[Pointing and labeling items]
========================================

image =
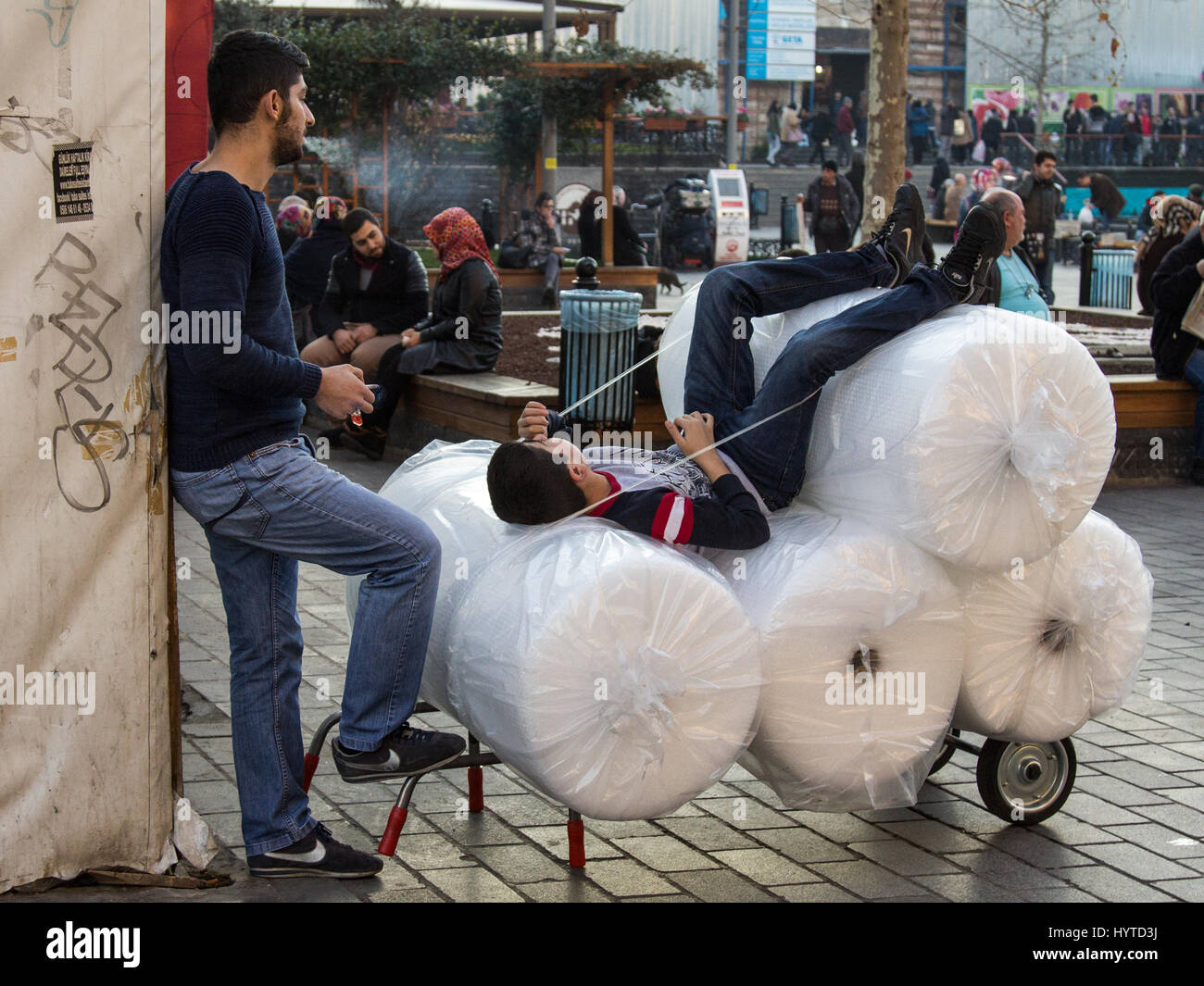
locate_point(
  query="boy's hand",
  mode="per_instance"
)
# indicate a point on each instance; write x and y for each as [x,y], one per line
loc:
[691,432]
[342,392]
[533,421]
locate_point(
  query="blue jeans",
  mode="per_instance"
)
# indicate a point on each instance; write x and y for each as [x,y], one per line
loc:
[719,376]
[1195,375]
[261,514]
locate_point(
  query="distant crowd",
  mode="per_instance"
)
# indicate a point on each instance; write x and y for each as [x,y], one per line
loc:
[1091,135]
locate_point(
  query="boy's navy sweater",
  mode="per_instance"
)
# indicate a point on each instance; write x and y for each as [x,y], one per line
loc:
[219,253]
[730,518]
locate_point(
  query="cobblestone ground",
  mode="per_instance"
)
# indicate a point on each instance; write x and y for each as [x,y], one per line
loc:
[1132,830]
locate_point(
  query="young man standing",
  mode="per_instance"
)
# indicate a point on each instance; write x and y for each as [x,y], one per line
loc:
[834,208]
[711,497]
[1043,200]
[240,468]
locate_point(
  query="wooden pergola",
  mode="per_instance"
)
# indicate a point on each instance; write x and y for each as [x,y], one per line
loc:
[615,80]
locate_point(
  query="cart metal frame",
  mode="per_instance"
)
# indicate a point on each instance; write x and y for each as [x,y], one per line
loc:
[1022,782]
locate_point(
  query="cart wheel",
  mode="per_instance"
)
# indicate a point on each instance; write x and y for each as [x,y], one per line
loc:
[1026,782]
[946,755]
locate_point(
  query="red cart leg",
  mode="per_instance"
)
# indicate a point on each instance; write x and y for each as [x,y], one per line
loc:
[576,841]
[476,779]
[397,818]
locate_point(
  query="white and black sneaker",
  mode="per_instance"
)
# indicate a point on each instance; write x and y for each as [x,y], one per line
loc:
[320,854]
[903,235]
[979,243]
[405,752]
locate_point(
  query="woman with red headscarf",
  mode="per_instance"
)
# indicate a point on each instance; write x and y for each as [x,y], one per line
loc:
[461,335]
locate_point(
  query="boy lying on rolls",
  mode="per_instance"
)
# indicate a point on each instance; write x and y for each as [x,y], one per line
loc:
[696,493]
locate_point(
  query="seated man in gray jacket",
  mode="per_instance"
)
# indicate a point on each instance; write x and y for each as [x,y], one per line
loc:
[461,335]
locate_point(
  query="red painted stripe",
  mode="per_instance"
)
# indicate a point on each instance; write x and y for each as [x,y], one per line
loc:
[662,514]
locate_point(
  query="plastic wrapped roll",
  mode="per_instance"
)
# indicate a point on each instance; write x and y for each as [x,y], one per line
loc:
[445,485]
[862,640]
[980,435]
[615,674]
[1056,642]
[673,672]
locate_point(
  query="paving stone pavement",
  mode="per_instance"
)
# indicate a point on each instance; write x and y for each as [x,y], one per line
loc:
[1132,830]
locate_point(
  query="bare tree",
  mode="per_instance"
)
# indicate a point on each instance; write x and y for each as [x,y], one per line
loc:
[885,147]
[1048,41]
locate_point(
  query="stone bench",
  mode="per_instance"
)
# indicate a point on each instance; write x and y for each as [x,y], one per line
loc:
[522,289]
[460,406]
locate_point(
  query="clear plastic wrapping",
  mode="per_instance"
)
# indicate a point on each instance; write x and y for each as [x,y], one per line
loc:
[617,674]
[1056,642]
[862,638]
[980,435]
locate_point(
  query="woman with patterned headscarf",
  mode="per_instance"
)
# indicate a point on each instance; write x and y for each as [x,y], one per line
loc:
[1173,217]
[983,180]
[293,223]
[461,335]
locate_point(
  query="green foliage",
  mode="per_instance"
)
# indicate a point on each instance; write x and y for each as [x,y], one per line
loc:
[401,53]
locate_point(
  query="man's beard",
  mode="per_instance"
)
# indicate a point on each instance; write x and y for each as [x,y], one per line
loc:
[285,147]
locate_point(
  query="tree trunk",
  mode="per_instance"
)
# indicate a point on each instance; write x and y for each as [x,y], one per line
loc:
[886,136]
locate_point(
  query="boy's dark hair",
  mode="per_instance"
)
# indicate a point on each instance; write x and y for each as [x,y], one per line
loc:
[357,218]
[245,67]
[528,485]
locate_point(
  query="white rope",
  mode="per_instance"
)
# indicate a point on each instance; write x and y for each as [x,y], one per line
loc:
[653,476]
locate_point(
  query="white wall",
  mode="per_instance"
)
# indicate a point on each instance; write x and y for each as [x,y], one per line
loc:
[83,533]
[689,28]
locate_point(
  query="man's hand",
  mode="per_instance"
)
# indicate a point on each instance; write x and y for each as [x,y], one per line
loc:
[342,392]
[533,421]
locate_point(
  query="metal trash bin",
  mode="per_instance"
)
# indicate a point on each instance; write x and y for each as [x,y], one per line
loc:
[789,220]
[597,342]
[1111,279]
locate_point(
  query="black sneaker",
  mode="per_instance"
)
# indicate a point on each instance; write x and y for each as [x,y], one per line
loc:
[405,752]
[967,265]
[366,441]
[903,232]
[332,435]
[320,854]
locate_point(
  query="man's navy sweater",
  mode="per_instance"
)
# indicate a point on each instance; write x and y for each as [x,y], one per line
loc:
[219,253]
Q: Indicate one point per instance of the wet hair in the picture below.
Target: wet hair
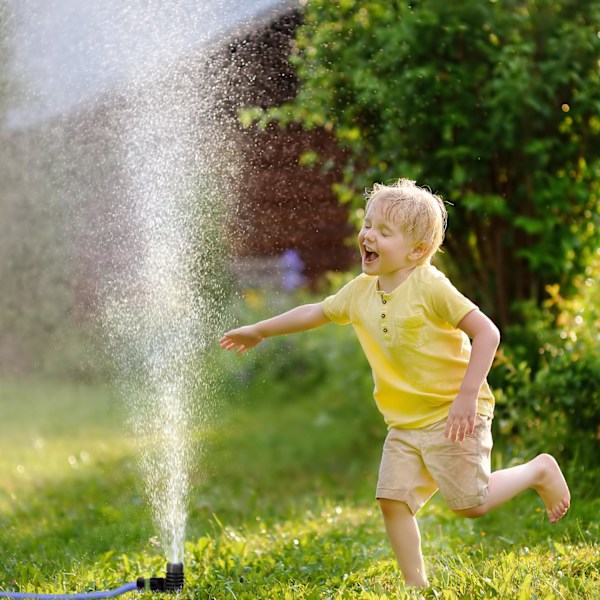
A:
(416, 209)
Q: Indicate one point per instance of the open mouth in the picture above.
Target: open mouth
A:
(370, 256)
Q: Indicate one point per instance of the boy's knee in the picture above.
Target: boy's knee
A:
(471, 513)
(393, 507)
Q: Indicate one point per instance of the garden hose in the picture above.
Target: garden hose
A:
(173, 583)
(128, 587)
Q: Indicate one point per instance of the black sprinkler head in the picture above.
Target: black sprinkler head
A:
(174, 581)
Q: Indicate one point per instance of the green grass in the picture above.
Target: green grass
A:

========================================

Write out all of the items above again with "garden hose" switched to "water hose" and everything else left as it is. Leave the pictures out.

image =
locate_point(
  query="boy's hand",
  mode="per_instance"
)
# indicate a point on each instance; write x and y for each as [x,y], one per line
loc:
[691,432]
[342,392]
[533,421]
locate_point(
  query="blue jeans",
  mode="per_instance"
)
# indicate a point on each instance; write x and y for each as [x,y], one per line
loc:
[719,376]
[1195,375]
[261,514]
locate_point(
  query="distant crowd",
  mode="per_instance"
)
# indicate a point on each instance; write x and y for each as [x,y], one per line
loc:
[1091,135]
locate_point(
  query="boy's navy sweater",
  mode="per_instance"
)
# indicate a point on each instance; write x and y for each as [x,y], one per line
loc:
[219,253]
[730,518]
locate_point(
  query="cobblestone ground",
  mode="per_instance"
)
# indicate a point on each instance; write x and y for each as [x,y], one per line
loc:
[1132,830]
locate_point(
  query="young man standing",
  mode="per_instance"
)
# indicate a point on each instance; write x and y for each as [x,y], one per line
loc:
[834,208]
[711,497]
[1043,200]
[240,468]
locate_point(
  query="wooden pergola",
  mode="per_instance"
)
# indicate a point on each instance; write x and y for each as [x,y], one per line
loc:
[615,80]
locate_point(
  query="cart metal frame",
  mode="per_instance"
)
# indicate a point on each instance; write x and y for each as [x,y], one per line
loc:
[1022,782]
locate_point(
  query="cart wheel",
  mode="per_instance"
)
# indicate a point on each instance; write x and y for each as [x,y], one per line
loc:
[1026,782]
[946,755]
locate_point(
  query="red cart leg",
  mode="per_instance"
)
# indicate a point on each instance; write x and y for each as [x,y], one per line
loc:
[576,841]
[476,779]
[397,818]
locate_point(
  query="white and black sneaker",
  mode="per_instance"
)
# indicate a point on each instance; write x and y for each as [x,y], one per line
loc:
[320,854]
[903,235]
[979,243]
[405,752]
locate_point(
  query="woman with red headscarf",
  mode="per_instance"
)
# indicate a point on each instance; write x and y for each as [x,y], one per line
loc:
[461,335]
locate_point(
  query="boy lying on rolls",
  mode="per_instance"
)
# indicate a point on each instance; write x and y for each as [x,y], one per line
loc:
[696,493]
locate_point(
  query="seated man in gray jacket",
  mode="per_instance"
)
# indicate a point on each instance; write x and y for each as [x,y], one per line
loc:
[461,335]
locate_point(
  query="red painted stripe",
  mode="per_instance"
)
# indicate a point on each instance; write x and y for each as [x,y], one per line
loc:
[662,514]
locate_point(
  query="plastic wrapped roll",
  mode="per_instance"
)
# indicate a point on each instance; write x and y for each as [x,y], one per line
loc:
[445,485]
[862,640]
[980,435]
[615,674]
[1056,642]
[673,672]
locate_point(
  query="paving stone pavement",
  mode="per_instance"
)
# indicate a point on each instance; write x and y for each as [x,y], one per line
loc:
[1132,830]
locate_point(
  query="bare tree",
  mode="per_instance"
)
# indicate a point on each instance; write x and y for each as [x,y], one per line
loc:
[885,147]
[1048,41]
locate_point(
  query="stone bench",
  mode="per_instance"
)
# indicate a point on each instance; write x and y for each as [x,y], one per line
loc:
[522,289]
[460,406]
locate_point(
  query="clear plastic wrapping",
  mode="per_instance"
)
# indicate a point on each instance; write x and y for each as [x,y], one per line
loc:
[617,674]
[1056,642]
[862,638]
[980,435]
locate_point(
  query="woman with patterned headscarf",
  mode="per_instance"
)
# indicate a point on each instance; write x and y for each as [x,y], one per line
loc:
[1173,217]
[983,180]
[293,223]
[461,335]
locate_point(
  query="green foliage",
  mode="per_instance"
)
# indicate a point on each instance; write x and y for each as [x,y], one per line
loc:
[401,53]
locate_point(
  query="man's beard",
  mode="per_instance"
)
# indicate a point on each instance; write x and y for each as [x,y], one per line
loc:
[285,147]
locate_point(
  query="tree trunk",
  mode="per_instance"
)
# indicate a point on each instance; write x and y for each as [x,y], one per line
loc:
[886,136]
locate_point(
  query="boy's dark hair",
  mode="per_instance"
)
# indicate a point on each instance; write x and y for each as [x,y], one per line
loc:
[357,218]
[245,67]
[528,485]
locate_point(
  query="white rope",
  mode="per_instance"
)
# indicate a point on each instance; write x and y for each as [x,y], one per line
loc:
[653,476]
locate_point(
  query="white wall",
  mode="per_instance"
)
# indicate a point on each instance; write x and y for each as [x,y], one per line
loc:
[83,533]
[689,28]
locate_point(
  query="man's hand",
  mode="per_instance"
)
# indicate a point on each instance; write x and y for each as [x,y], one per line
loc:
[342,392]
[533,421]
locate_point(
  query="metal trash bin",
  mode="per_instance"
)
# indicate a point on each instance; write x and y for each as [x,y], one per line
loc:
[789,220]
[597,342]
[1111,279]
locate_point(
  query="black sneaker",
  mode="per_instance"
)
# indicate a point on each instance; write x and y for each as [x,y], one per line
loc:
[405,752]
[967,265]
[366,441]
[903,232]
[332,435]
[320,854]
locate_point(
  query="man's navy sweater",
  mode="per_instance"
)
# indicate a point on each instance; write x and y for each as [x,y], one per line
loc:
[219,253]
Q: Indicate one point per instance of the wet hair in the picture below.
Target: wet hair
A:
(416, 209)
Q: Indicate one point per instance of the open mouth in the picture above.
Target: open mouth
A:
(370, 256)
Q: Indicate one point per instance of the boy's knee in the picture above.
Target: boy's knee
A:
(471, 513)
(393, 507)
Q: Indicate one point per instance of the water hose in the picture above.
Target: water hose
A:
(173, 583)
(128, 587)
Q: Indicate one point per instance of the black sprinkler head in the picture above.
Target: black sprinkler head
A:
(174, 581)
Q: Indicate one point per instance of the green grass in the picture above.
Target: green grass
A:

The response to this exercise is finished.